# SELECTED TEXT
Thousands of residents were left homeless and stranded after in Kariobangi Sewage Estate after the government ordered the demolition of the settlement.
The area residents woke up to demolitions of their houses by an excavator, which was under the tight guard of armed police officers.
The Ministries of Land and Water oversaw the demolitions, a move the ministries said was to reclaim land parcel that had been reserved for sewerage purposes.
The lawyer representing the residents, Senior Counsel John Khaminwa, addressing the press, said that despite obtaining a court order to stop the exercise, the order was not obeyed.
“I’m representing the Kariobangi Sewage Farmers self-help group which owns the land in question,” Khaminwa said.
According to Khaminwa, the self-help group which contains 376 members occupied the land in question in the year 1996, which to date has a total population of about 8, 700 people staying there.
The lawyer said the residents approached him yesterday, after which he wrote several letters to the officials in the government asking them not to evict them.

# TASK REQUIREMENTS
(A) In the Kariobangi demolition report, which ministries oversaw the demolitions?
(B) Alter the Kariobangi demolition report from "The lawyer representing" up to and including "people staying there.", swapping "self-help group" for "cooperative society".

# SUPPLIED RECORDS
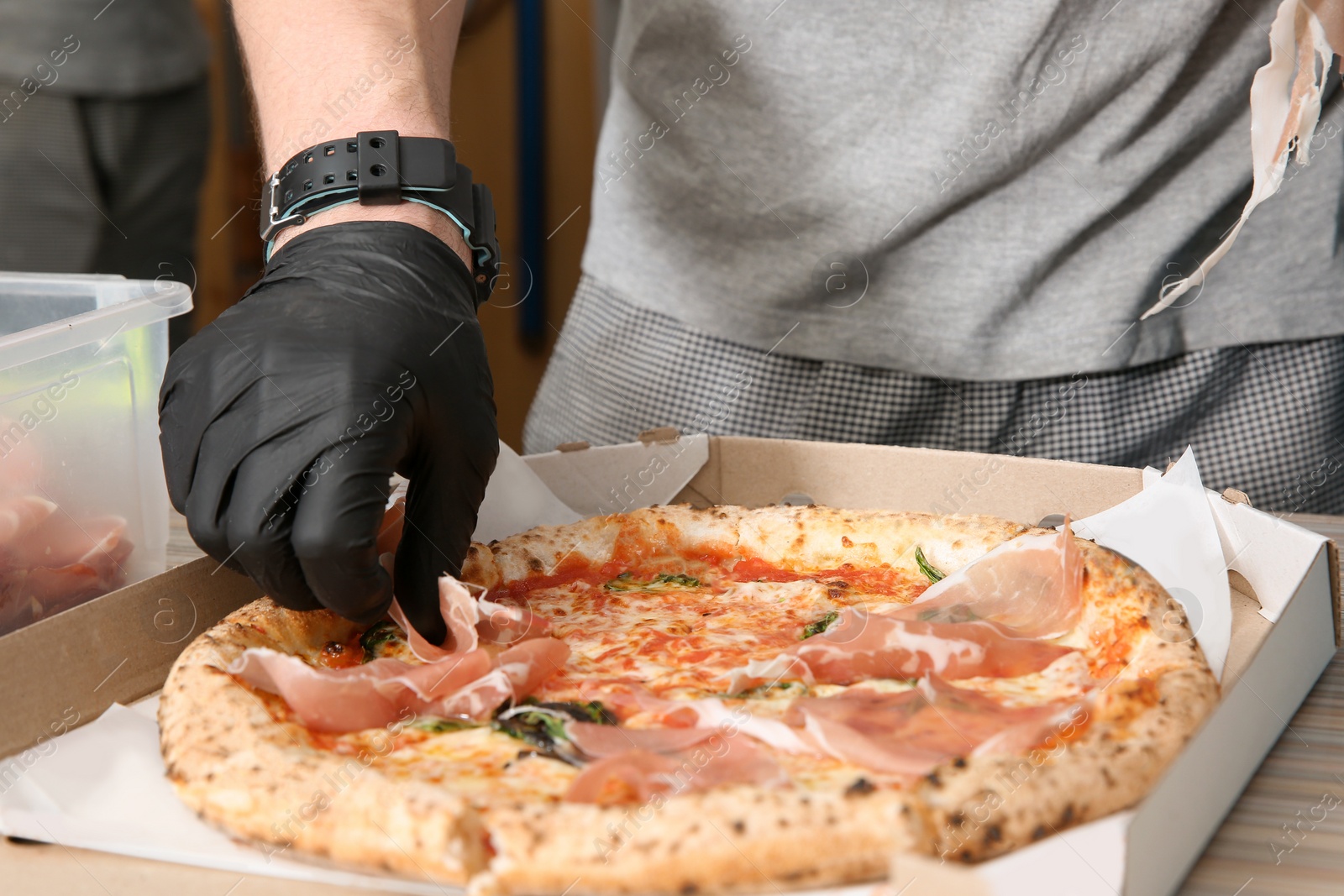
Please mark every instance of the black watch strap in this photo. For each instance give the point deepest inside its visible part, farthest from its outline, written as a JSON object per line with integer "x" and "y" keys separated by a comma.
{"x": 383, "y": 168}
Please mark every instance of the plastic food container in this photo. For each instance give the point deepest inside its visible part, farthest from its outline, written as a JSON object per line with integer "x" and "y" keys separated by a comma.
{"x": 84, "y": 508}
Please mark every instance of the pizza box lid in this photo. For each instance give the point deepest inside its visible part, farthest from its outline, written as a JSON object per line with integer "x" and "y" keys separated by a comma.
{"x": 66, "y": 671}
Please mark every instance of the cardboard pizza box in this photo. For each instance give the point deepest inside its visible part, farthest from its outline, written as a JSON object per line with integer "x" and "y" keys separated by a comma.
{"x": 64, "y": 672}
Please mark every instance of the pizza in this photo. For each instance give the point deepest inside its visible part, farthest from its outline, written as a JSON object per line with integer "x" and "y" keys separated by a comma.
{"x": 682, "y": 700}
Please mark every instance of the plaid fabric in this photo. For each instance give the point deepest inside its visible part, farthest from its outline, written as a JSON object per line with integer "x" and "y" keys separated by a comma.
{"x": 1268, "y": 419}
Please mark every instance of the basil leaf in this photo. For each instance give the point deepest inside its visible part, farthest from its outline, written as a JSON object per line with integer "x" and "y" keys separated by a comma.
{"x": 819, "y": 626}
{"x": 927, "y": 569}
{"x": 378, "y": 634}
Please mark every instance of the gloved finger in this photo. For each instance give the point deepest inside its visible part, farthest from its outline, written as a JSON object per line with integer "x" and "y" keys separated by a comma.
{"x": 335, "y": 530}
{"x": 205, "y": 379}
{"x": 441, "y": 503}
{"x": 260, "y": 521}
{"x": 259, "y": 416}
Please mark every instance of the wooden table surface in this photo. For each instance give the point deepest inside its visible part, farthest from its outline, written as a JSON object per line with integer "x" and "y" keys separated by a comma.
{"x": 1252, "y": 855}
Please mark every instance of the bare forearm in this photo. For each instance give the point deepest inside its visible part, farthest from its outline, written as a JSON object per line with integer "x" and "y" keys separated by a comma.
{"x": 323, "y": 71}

# SOLUTIONS BY TASK
(A) The Ministries of Land and Water.

(B)
The lawyer representing the residents, Senior Counsel John Khaminwa, addressing the press, said that despite obtaining a court order to stop the exercise, the order was not obeyed.
“I’m representing the Kariobangi Sewage Farmers cooperative society which owns the land in question,” Khaminwa said.
According to Khaminwa, the cooperative society which contains 376 members occupied the land in question in the year 1996, which to date has a total population of about 8, 700 people staying there.